▶ Data supplied:
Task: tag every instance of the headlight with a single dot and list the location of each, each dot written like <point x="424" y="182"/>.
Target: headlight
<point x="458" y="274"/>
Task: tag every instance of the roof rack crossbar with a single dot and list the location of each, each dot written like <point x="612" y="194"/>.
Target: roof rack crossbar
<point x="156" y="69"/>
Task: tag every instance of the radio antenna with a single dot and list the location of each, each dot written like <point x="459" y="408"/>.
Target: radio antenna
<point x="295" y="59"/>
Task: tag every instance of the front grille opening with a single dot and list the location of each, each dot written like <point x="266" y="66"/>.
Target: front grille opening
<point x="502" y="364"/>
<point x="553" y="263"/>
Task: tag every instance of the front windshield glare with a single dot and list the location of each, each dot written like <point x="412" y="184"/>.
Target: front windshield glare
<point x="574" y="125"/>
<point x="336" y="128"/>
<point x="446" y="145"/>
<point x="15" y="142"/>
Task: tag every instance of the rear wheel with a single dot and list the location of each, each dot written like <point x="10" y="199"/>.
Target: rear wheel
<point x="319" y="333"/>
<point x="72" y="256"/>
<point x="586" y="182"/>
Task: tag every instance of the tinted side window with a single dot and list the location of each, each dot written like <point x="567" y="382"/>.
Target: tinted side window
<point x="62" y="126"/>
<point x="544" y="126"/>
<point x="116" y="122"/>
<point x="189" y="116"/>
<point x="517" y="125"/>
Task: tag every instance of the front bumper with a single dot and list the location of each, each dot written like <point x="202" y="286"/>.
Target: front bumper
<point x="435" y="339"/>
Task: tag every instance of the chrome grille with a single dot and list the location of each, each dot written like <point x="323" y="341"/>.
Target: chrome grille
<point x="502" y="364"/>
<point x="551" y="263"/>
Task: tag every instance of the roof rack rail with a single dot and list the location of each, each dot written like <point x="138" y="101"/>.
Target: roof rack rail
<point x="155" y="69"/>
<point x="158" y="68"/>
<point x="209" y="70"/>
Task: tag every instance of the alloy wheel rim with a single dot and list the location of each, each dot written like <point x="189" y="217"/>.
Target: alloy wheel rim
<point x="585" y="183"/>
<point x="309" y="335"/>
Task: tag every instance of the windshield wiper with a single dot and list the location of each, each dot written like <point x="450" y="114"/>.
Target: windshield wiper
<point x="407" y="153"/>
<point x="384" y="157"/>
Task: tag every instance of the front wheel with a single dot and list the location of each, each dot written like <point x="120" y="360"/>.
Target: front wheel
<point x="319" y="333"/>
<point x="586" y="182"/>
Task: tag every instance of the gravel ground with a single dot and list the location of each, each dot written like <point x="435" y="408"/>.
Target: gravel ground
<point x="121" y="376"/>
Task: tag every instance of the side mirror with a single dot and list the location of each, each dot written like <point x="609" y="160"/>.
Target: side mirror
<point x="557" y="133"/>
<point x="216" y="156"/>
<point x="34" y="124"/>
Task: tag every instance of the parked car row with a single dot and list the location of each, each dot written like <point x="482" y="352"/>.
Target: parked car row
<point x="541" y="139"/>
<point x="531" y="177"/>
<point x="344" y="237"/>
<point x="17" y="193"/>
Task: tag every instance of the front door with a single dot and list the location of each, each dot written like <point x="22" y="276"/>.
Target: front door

▶ Problem to solve:
Please return all of the entries above, exactly and completely.

▶ Written response:
Task: tag every instance of the headlight with a single dot and list the location of each, each dot written like <point x="424" y="182"/>.
Target: headlight
<point x="458" y="274"/>
Task: tag every instance of the roof rack crossbar with a single dot and list the location of each, each dot written like <point x="612" y="194"/>.
Target: roof rack crossbar
<point x="156" y="69"/>
Task: tag every instance of the radio antenna with a single dot and list the location of each, each dot written like <point x="459" y="408"/>.
Target: radio antenna
<point x="295" y="59"/>
Task: tag every instance of the front grille opening with a single dot and list the location of each, each dot written like <point x="266" y="66"/>.
Target: front grille opening
<point x="502" y="364"/>
<point x="553" y="263"/>
Task: tag every instance of the front windshield glare with a single dot and list the location of each, each dot written like <point x="412" y="184"/>.
Target: front windshield glare
<point x="574" y="125"/>
<point x="336" y="128"/>
<point x="446" y="145"/>
<point x="15" y="142"/>
Task: tag every instance of the rear wheel with a single dot and list the location of each, each dot written like <point x="10" y="199"/>.
Target: rear wheel
<point x="319" y="333"/>
<point x="72" y="256"/>
<point x="586" y="182"/>
Task: tag every instance of the tinted side window with a single dot and list the location of each, each dot written like <point x="567" y="382"/>.
Target: tinted side window
<point x="62" y="126"/>
<point x="544" y="126"/>
<point x="116" y="122"/>
<point x="189" y="116"/>
<point x="517" y="125"/>
Task: tag every instance of the front bumper with a single dot and list the location of each, each dot written like <point x="202" y="286"/>.
Target: front bumper
<point x="435" y="339"/>
Task: tag every instance of the chrome grille with a single dot and list the location of each, each dot written like <point x="323" y="341"/>.
Target: chrome grille
<point x="502" y="364"/>
<point x="551" y="263"/>
Task: tag every instance of the roof rack rail with a single dot and list the location of each, each dot written like <point x="138" y="101"/>.
Target: roof rack rail
<point x="155" y="69"/>
<point x="158" y="68"/>
<point x="209" y="70"/>
Task: tag every instance of the alloy wheel rim with a single dot and list the location of each, each dot written like <point x="189" y="217"/>.
Target: alloy wheel rim
<point x="585" y="183"/>
<point x="309" y="335"/>
Task: tag every instance of the windshield wiper with a single dot and list the location of each, each dot written like <point x="450" y="114"/>.
Target: windshield wiper
<point x="407" y="153"/>
<point x="384" y="157"/>
Task: tag every instance of the front wheel with a single dot and list the location of each, each dot written like <point x="120" y="360"/>.
Target: front wheel
<point x="319" y="333"/>
<point x="586" y="182"/>
Task: tag every instance of the gravel ground with a single dot and list the location of each, each dot written like <point x="435" y="408"/>.
Target: gravel ground
<point x="121" y="376"/>
Task: tag every instance of the side mirror with a single dot and list the location of each, each dot written like <point x="609" y="160"/>.
Target: side mirror
<point x="557" y="133"/>
<point x="216" y="156"/>
<point x="34" y="124"/>
Task: tag every instance of the parked car row with a single dot and list the location of each, each dot written like <point x="482" y="352"/>.
Target: parked car row
<point x="541" y="139"/>
<point x="531" y="177"/>
<point x="344" y="237"/>
<point x="17" y="193"/>
Task: tag every instance of the front door with a single dot and list the location of each, each dot written like <point x="22" y="276"/>.
Target: front door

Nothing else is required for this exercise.